PROBLEM — Can you rewrite all of the data below as a numbered list, omitting any blank lines?

DATA SUPPLIED —
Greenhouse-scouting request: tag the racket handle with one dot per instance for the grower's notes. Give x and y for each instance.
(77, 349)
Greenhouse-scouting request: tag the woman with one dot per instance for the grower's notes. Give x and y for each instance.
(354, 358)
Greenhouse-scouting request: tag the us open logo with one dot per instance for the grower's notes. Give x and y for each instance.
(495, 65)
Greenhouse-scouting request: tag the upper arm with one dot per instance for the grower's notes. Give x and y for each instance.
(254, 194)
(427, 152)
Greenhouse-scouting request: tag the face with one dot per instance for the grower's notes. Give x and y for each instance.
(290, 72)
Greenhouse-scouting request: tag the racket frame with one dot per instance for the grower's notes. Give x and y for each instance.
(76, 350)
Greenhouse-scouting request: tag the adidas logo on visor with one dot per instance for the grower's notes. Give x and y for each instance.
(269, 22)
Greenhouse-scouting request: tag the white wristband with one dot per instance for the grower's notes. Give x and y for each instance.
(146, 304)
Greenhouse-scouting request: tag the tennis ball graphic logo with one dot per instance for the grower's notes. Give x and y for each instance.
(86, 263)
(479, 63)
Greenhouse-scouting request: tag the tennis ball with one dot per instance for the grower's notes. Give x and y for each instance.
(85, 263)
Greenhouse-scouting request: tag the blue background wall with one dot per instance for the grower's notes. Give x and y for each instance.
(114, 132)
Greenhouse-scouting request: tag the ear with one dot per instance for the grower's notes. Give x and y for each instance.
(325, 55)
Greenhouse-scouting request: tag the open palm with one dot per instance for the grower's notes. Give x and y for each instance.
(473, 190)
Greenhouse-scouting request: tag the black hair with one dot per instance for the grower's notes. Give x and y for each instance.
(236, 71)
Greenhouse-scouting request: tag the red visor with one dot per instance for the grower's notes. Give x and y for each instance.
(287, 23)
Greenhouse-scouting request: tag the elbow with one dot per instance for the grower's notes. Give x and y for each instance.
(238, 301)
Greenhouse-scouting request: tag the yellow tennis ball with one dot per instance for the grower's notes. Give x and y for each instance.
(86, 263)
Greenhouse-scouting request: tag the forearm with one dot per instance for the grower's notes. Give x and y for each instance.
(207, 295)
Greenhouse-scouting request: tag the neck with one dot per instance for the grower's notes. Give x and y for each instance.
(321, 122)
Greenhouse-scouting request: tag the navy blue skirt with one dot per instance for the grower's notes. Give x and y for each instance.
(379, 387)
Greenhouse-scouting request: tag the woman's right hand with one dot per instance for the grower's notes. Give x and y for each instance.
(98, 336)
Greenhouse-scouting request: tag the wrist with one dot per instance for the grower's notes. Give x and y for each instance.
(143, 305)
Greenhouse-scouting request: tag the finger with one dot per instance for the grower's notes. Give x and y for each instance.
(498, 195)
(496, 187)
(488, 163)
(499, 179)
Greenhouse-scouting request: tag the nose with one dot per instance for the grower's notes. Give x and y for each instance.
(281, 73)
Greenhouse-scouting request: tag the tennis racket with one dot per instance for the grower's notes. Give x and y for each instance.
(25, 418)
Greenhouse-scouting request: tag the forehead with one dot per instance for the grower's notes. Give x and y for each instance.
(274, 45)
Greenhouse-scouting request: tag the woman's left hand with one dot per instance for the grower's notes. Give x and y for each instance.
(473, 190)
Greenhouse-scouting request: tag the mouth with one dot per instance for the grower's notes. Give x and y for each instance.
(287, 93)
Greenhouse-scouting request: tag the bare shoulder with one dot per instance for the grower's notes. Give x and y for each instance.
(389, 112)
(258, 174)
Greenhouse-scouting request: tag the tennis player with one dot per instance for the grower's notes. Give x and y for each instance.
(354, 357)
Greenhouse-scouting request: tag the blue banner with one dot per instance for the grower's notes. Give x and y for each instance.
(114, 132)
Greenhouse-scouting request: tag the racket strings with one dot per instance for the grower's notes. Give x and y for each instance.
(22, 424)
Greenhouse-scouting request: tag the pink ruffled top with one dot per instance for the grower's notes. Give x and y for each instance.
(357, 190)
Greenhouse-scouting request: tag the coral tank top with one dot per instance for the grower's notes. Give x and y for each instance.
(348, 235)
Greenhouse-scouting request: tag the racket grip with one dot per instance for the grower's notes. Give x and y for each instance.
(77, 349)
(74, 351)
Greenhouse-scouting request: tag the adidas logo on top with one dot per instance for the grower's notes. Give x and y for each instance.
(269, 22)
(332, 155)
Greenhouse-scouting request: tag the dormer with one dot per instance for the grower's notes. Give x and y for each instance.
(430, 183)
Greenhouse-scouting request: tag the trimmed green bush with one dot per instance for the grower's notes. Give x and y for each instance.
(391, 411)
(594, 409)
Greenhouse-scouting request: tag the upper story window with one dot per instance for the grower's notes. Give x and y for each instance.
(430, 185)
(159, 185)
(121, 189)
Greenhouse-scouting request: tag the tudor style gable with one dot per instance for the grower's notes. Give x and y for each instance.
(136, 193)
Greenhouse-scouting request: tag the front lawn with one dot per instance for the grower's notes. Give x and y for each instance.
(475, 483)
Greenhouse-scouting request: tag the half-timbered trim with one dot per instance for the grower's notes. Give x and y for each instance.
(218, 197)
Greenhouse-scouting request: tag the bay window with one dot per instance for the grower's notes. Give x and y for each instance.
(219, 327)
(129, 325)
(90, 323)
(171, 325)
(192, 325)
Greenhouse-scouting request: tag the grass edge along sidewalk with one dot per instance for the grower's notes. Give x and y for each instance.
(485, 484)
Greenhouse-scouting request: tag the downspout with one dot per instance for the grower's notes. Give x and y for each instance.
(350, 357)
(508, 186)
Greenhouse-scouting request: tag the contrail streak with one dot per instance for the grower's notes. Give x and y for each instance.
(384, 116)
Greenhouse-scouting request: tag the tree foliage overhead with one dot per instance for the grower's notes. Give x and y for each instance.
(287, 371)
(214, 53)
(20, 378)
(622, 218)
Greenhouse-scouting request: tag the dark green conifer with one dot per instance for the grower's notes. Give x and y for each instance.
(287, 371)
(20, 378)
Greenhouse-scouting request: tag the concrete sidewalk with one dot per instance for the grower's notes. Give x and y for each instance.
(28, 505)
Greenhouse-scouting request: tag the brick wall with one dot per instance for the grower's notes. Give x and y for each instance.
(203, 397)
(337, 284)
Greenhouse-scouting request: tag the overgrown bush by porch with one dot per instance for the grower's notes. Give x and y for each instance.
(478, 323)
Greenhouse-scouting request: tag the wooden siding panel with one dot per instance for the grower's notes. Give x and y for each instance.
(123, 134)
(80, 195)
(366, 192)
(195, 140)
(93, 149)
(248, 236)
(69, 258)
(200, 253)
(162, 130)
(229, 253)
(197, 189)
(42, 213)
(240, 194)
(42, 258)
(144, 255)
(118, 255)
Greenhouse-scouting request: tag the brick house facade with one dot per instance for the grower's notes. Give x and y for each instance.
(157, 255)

REPLY TO THE EXERCISE —
1. Greenhouse-scouting request: tag the racket handle with one dot per instance for the grower's notes. Give x and y for each instance.
2. (77, 349)
3. Greenhouse-scouting request: tag the woman with one dot per instance for the grower's notes. Give x and y for each instance.
4. (354, 358)
5. Greenhouse-scouting request: tag the us open logo with one dot per instance for the grower's notes. Give x and y for each instance.
6. (495, 65)
7. Greenhouse-scouting request: tag the upper arm with one dot per instance for the grower's notes. Give x and y for each instance.
8. (254, 194)
9. (427, 152)
10. Greenhouse-scouting request: tag the face with one dot per instance for the grower's notes. Give x and y for each instance.
11. (290, 72)
12. Greenhouse-scouting request: tag the racket frame with one dot per instance for the grower's notes. Give x and y for each instance.
13. (76, 350)
14. Greenhouse-scouting request: tag the adidas logo on visor with one dot per instance for the grower's notes. Give x and y for each instance.
15. (269, 22)
16. Greenhouse-scouting request: tag the white wristband with one dot per instance for the grower's notes. Give x and y for each instance.
17. (146, 304)
18. Greenhouse-scouting request: tag the tennis ball graphic logo with one dot per instance for the grower's notes. Give x and y for each instance.
19. (86, 263)
20. (479, 63)
21. Greenhouse-scouting request: tag the tennis ball with one dot per instance for the grower's notes. Give x and y for each instance.
22. (85, 263)
23. Greenhouse-scouting request: tag the blue background wall with one dot per instance for the grower's notes. Give x and y for each instance.
24. (114, 132)
25. Greenhouse-scouting request: tag the ear with one dot per instance for the grower's notes. Give x and y for each instance.
26. (325, 55)
27. Greenhouse-scouting request: tag the open palm with one dot per instance for the grower's notes. Give x and y for each instance.
28. (473, 190)
29. Greenhouse-scouting request: tag the black hair with one dot per instance for the grower's notes. Give x and y for each instance.
30. (236, 71)
31. Greenhouse-scouting request: tag the red visor with one dot per instance for the grower's notes. Give x and y for each instance.
32. (287, 23)
33. Greenhouse-scouting request: tag the elbow with one dot per instance for the grower's notes. Give x and y for each instance.
34. (238, 301)
35. Greenhouse-scouting request: tag the yellow tennis ball with one dot per instance for the grower's notes. Give x and y for each instance.
36. (86, 263)
37. Greenhouse-scouting request: tag the forearm with one dot per instance for the grower's notes. Give x and y for each instance.
38. (207, 295)
39. Greenhouse-scouting request: tag the neck with one dot per instance for the grower's notes. Give x and y for each instance.
40. (321, 122)
41. Greenhouse-scouting request: tag the navy blue skirt with one dot per instance for the grower's notes. Give x and y for each instance.
42. (379, 387)
43. Greenhouse-scouting request: tag the woman's right hand with one dot per instance for the grower's notes. Give x and y for each instance.
44. (98, 336)
45. Greenhouse-scouting request: tag the wrist with one dot per instance for the grower's notes. Give x and y for each instance.
46. (143, 305)
47. Greenhouse-scouting request: tag the finger with one dot per instance for the grower's notes. Give x and y for each instance.
48. (498, 195)
49. (496, 187)
50. (488, 163)
51. (499, 179)
52. Greenhouse-scouting request: tag the nose with one dot per instance for the grower's notes. Give x and y for each instance.
53. (281, 73)
54. Greenhouse-scouting request: tag the tennis racket with one dot per instance for the grower's notes. Give x and y for each instance.
55. (25, 418)
56. Greenhouse-scouting request: tag the forehead with one dot per instance for the grower's notes. Give x and y for each instance.
57. (274, 45)
58. Greenhouse-scouting request: tag the woman's left hand with one dot per instance for the grower's notes. Give x and y for each instance.
59. (473, 190)
60. Greenhouse-scouting request: tag the mouth with one dot per instance for the grower's notes. Give x and y for each instance.
61. (287, 93)
62. Greenhouse-scouting request: tag the bare shoulder with one dot per instance for the grower's notes. Give x and y for each instance.
63. (389, 112)
64. (258, 174)
65. Greenhouse-scouting request: tag the tennis player with one dot per instance for the grower's notes. Give x and y for each instance.
66. (354, 357)
67. Greenhouse-scouting request: tag the blue banner with one dot per instance for the grower's notes. Give x and y for each instance.
68. (114, 132)
69. Greenhouse-scouting request: tag the racket strings with one dot per instance for the grower's notes. Give x and y for each instance.
70. (22, 424)
71. Greenhouse-scouting request: tag the pink ruffled top with one dot per instance for the grower's notes. Give x and y for each instance.
72. (357, 190)
73. Greenhouse-scouting request: tag the coral tank top with one dot per instance for the grower's notes. Give x and y for each instance.
74. (348, 235)
75. Greenhouse-scouting request: tag the racket grip with one dot per instance for the grower's notes. Give x and y for each instance.
76. (77, 349)
77. (74, 351)
78. Greenhouse-scouting request: tag the adidas logo on top with one dot per instance for the grower's notes. Give x and y for each instance.
79. (269, 22)
80. (332, 155)
81. Greenhouse-scouting request: tag the dormer with one dot per instance for the grower's notes. Give x and y for each instance.
82. (430, 183)
83. Greenhouse-scouting request: tag the trimmed green bush with one dot per instance for the grower's notes. Give x and y for each instance.
84. (391, 411)
85. (594, 409)
86. Greenhouse-scouting request: tag the upper story window with one dot per instance for the grower's notes. Give x and y for each instance.
87. (430, 185)
88. (159, 185)
89. (121, 189)
90. Greenhouse-scouting request: tag the tudor style gable with one dot per instance for the grower's notes. Give x and y for each instance.
91. (136, 193)
92. Greenhouse-scouting request: tag the front lawn with one dot per instance for the grower's notes. Give x and y for each instance.
93. (475, 483)
94. Greenhouse-scouting request: tag the half-timbered trim with one dot per instance for the grower's notes. Give x and y for each instance.
95. (218, 197)
96. Greenhouse-scouting request: tag the bay window with one dot per instance for the grower's notes. Give x and y for each instance.
97. (219, 327)
98. (129, 325)
99. (90, 323)
100. (171, 325)
101. (192, 325)
102. Greenhouse-scouting request: tag the grass edge along sidewalk with one dot per instance for the grower's notes. Give x and y for each instance.
103. (485, 484)
104. Greenhouse-scouting request: tag the downspout with one dot per instance for the grower's notes. Give x and y for each instance.
105. (350, 357)
106. (508, 186)
107. Greenhouse-scouting request: tag the contrail streak with one dot per instance for the grower's notes. Give x and y for each instance.
108. (384, 116)
109. Greenhouse-scouting request: tag the tree foliage overhead with one dot per instance for the grower's notes. Give x and y for each instance.
110. (287, 371)
111. (214, 53)
112. (20, 378)
113. (622, 218)
114. Greenhouse-scouting request: tag the dark green conifer with one dot per instance for the grower's notes. Give x and y for each instance.
115. (287, 371)
116. (20, 378)
117. Greenhouse-scouting request: tag the concrete sidewalk with one dot per instance for the grower's notes. Give x and y for each instance.
118. (28, 505)
119. Greenhouse-scouting request: tag the brick wall with one dot per instance for the grower's notes. Give x and y for each instance.
120. (203, 397)
121. (337, 284)
122. Greenhouse-scouting request: tag the overgrown bush by porch with one dot per instance for the grower's notes. Give x and y for each instance.
123. (478, 323)
124. Greenhouse-scouting request: tag the wooden siding panel with one dot per instance for the grower's notes. Give x and y for each instance.
125. (123, 134)
126. (80, 195)
127. (366, 192)
128. (195, 140)
129. (93, 149)
130. (248, 236)
131. (69, 258)
132. (200, 253)
133. (162, 130)
134. (229, 253)
135. (197, 189)
136. (42, 213)
137. (240, 194)
138. (42, 258)
139. (144, 255)
140. (118, 255)
141. Greenhouse-scouting request: tag the brick house facade with one dot per instance for the grower's notes. Give x and y for each instance.
142. (157, 255)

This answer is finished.